### WHAT YOU WILL DO
Turn every line of the records below into a numbered list, omitting any blank lines.

[Stored data entries]
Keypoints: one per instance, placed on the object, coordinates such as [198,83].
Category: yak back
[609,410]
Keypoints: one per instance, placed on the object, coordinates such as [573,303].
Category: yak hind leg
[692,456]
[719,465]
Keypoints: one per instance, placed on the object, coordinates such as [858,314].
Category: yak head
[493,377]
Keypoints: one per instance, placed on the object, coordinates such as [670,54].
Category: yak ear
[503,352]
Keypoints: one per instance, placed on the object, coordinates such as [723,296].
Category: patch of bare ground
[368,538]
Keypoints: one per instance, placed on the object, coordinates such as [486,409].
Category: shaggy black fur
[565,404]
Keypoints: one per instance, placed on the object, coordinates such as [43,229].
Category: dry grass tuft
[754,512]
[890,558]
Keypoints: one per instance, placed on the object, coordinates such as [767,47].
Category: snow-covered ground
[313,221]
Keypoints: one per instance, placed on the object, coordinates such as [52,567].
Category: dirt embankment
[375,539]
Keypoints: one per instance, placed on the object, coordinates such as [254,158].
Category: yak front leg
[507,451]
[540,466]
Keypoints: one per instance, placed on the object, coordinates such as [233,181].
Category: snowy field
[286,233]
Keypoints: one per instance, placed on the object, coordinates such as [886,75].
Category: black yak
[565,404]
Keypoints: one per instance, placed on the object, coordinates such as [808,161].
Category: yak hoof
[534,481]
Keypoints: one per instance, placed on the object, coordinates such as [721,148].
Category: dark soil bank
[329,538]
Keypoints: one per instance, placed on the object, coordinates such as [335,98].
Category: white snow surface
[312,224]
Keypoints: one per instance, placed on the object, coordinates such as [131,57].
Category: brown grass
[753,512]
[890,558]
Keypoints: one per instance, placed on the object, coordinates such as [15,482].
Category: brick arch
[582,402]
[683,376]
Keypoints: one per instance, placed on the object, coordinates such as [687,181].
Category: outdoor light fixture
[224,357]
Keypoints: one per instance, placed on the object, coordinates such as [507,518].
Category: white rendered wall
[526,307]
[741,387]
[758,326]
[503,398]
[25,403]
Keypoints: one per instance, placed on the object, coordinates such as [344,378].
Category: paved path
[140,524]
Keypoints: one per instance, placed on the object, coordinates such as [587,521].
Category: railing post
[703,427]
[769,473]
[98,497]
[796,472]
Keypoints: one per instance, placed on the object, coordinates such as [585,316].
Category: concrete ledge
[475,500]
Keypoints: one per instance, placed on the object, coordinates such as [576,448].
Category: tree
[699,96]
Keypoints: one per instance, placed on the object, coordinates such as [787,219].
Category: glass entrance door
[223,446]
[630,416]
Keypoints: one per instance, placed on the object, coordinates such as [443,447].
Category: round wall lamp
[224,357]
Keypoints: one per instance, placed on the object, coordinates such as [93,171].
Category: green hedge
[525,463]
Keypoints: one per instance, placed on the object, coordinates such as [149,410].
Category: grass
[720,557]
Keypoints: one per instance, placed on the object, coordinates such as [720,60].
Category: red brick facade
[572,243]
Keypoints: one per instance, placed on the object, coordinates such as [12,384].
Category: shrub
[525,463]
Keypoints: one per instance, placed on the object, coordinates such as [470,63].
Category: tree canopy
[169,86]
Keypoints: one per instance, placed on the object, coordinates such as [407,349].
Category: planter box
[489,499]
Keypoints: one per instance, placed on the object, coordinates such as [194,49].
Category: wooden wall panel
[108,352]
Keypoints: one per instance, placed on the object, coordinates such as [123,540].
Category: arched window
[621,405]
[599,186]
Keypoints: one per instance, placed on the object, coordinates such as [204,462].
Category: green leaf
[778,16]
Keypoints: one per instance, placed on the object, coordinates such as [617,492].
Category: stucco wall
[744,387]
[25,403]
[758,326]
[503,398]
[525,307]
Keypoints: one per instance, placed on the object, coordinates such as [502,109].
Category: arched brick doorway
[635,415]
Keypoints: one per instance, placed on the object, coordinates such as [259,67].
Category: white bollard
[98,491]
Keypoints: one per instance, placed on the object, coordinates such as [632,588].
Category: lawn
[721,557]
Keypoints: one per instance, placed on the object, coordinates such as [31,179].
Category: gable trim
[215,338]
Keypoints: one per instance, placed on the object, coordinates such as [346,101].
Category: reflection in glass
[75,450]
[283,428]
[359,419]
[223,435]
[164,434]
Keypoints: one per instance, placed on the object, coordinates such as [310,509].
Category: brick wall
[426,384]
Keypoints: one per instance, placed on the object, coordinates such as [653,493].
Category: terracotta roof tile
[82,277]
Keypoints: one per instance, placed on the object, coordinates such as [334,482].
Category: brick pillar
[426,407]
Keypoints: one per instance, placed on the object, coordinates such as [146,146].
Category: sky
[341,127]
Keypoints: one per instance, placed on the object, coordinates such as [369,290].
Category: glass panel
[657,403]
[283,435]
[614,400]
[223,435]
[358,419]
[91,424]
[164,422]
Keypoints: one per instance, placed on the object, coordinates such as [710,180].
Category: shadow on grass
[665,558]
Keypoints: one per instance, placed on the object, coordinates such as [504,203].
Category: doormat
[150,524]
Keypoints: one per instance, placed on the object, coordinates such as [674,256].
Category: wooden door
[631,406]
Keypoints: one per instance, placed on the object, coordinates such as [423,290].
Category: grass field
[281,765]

### RESULT FOR THIS TASK
1. Keypoints: one per instance, placed on the object, coordinates such as [198,83].
2. Category: yak back
3. [609,410]
4. Keypoints: one per instance, placed on the object, coordinates such as [573,303].
5. Category: yak hind leg
6. [692,456]
7. [719,465]
8. Keypoints: one per instance, placed on the object, coordinates such as [858,314].
9. Category: yak head
10. [493,377]
11. Keypoints: one per instance, placed on the object, coordinates such as [670,54].
12. Category: yak ear
13. [503,352]
14. Keypoints: one per instance, placed on the object, coordinates such as [723,296].
15. Category: patch of bare ground
16. [368,538]
17. Keypoints: one per instance, placed on the object, coordinates such as [486,409].
18. Category: shaggy black fur
19. [565,404]
20. Keypoints: one per instance, placed on the object, coordinates such as [43,229].
21. Category: dry grass tuft
22. [754,512]
23. [890,558]
24. Keypoints: one per instance, placed on the object, coordinates such as [767,47].
25. Category: snow-covered ground
26. [313,221]
27. Keypoints: one per instance, placed on the object, coordinates such as [52,567].
28. Category: dirt embankment
29. [375,539]
30. Keypoints: one per instance, placed on the object, coordinates such as [254,158].
31. Category: yak front leg
32. [507,451]
33. [540,466]
34. Keypoints: one per instance, placed on the object, coordinates such as [233,181].
35. Category: snowy field
36. [286,233]
37. Keypoints: one per instance, placed on the object, coordinates such as [886,75].
38. Category: black yak
39. [565,404]
40. Keypoints: one per instance, placed on the object, coordinates such as [808,161].
41. Category: yak hoof
42. [534,481]
43. Keypoints: one per instance, placed on the object, coordinates such as [721,148].
44. Category: dark soil bank
45. [329,538]
46. Keypoints: one per instance, placed on the object, coordinates such as [335,98].
47. Category: white snow surface
48. [312,224]
49. Keypoints: one per instance, placed on the object, coordinates such as [131,57].
50. Category: brown grass
51. [753,512]
52. [890,558]
53. Keypoints: one per instance, placed on the object, coordinates such as [15,482].
54. Category: brick arch
55. [582,402]
56. [683,376]
57. Keypoints: one per instance, placed on the object, coordinates such as [687,181].
58. Category: outdoor light fixture
59. [224,357]
60. Keypoints: one per instance, placed on the object, coordinates such as [507,518].
61. Category: white rendered wall
62. [526,307]
63. [741,387]
64. [758,326]
65. [503,398]
66. [25,403]
67. Keypoints: one per instance, placed on the object, coordinates such as [344,378].
68. Category: paved path
69. [140,524]
70. Keypoints: one per instance, placed on the object, coordinates such as [587,521].
71. Category: railing post
72. [703,427]
73. [769,473]
74. [98,497]
75. [796,472]
76. Keypoints: one per instance, placed on the object, coordinates such as [585,316].
77. Category: concrete ledge
78. [475,500]
79. Keypoints: one per instance, placed on the object, coordinates such as [576,448].
80. Category: tree
81. [699,96]
82. Keypoints: one per instance, placed on the object, coordinates such as [787,219].
83. Category: glass entrance door
84. [223,446]
85. [630,416]
86. Keypoints: one per instance, placed on the object, coordinates such as [443,447].
87. Category: round wall lamp
88. [224,357]
89. Keypoints: one per instance, placed on the object, coordinates such as [93,171].
90. Category: green hedge
91. [525,463]
92. Keypoints: one per instance, placed on the object, coordinates such as [149,410].
93. Category: grass
94. [720,557]
95. Keypoints: one per instance, placed on the object, coordinates such as [720,60].
96. Category: red brick facade
97. [572,243]
98. Keypoints: one per instance, placed on the object, coordinates such as [12,384].
99. Category: shrub
100. [525,463]
101. Keypoints: one per instance, placed on the object, coordinates such as [470,63].
102. Category: tree canopy
103. [169,86]
104. Keypoints: one per instance, placed on the object, coordinates such as [407,349].
105. Category: planter box
106. [489,499]
107. Keypoints: one per instance, placed on the object, coordinates such as [194,49].
108. Category: wooden wall panel
109. [108,352]
110. Keypoints: one per instance, placed on the object, coordinates such as [123,540].
111. Category: arched window
112. [621,405]
113. [599,186]
114. Keypoints: one per instance, placed on the object, coordinates such as [204,462].
115. Category: green leaf
116. [778,16]
117. Keypoints: one per instance, placed on the object, coordinates such as [617,492].
118. Category: stucco wall
119. [744,387]
120. [25,403]
121. [758,326]
122. [503,398]
123. [525,307]
124. Keypoints: one per instance, placed on the object, coordinates such as [502,109].
125. Category: arched brick doorway
126. [635,415]
127. Keypoints: one per instance, placed on the object, coordinates such as [259,67].
128. Category: white bollard
129. [98,491]
130. Keypoints: one per instance, placed on the object, coordinates such as [632,588].
131. Category: lawn
132. [721,557]
133. Keypoints: one per instance, placed on the object, coordinates such as [31,179].
134. Category: gable trim
135. [215,338]
136. Keypoints: one per instance, placed on the object, coordinates such as [346,101].
137. Category: reflection in glass
138. [75,450]
139. [283,428]
140. [359,419]
141. [223,435]
142. [164,434]
143. Keypoints: one per instance, placed on the object, coordinates such as [310,509].
144. Category: brick wall
145. [426,384]
146. Keypoints: one per instance, placed on the object, coordinates such as [653,493].
147. Category: terracotta roof tile
148. [82,277]
149. Keypoints: one per instance, placed on the object, coordinates such as [334,482].
150. Category: brick pillar
151. [426,407]
152. Keypoints: one per instance, placed on the object, coordinates such as [146,146].
153. Category: sky
154. [341,127]
155. Keypoints: one per instance, placed on the object, coordinates such as [369,290].
156. Category: glass panel
157. [657,403]
158. [283,435]
159. [614,400]
160. [223,435]
161. [358,419]
162. [91,424]
163. [164,422]
164. Keypoints: one per instance, placed on the object, coordinates such as [710,180].
165. Category: shadow on grass
166. [665,558]
167. Keypoints: one per instance, placed on the object, coordinates such as [504,203].
168. Category: doormat
169. [150,524]
170. Keypoints: one per instance, placed on the object, coordinates such as [674,256].
171. Category: wooden door
172. [631,406]
173. Keypoints: one per instance, placed on the object, coordinates such as [423,290].
174. Category: grass field
175. [281,765]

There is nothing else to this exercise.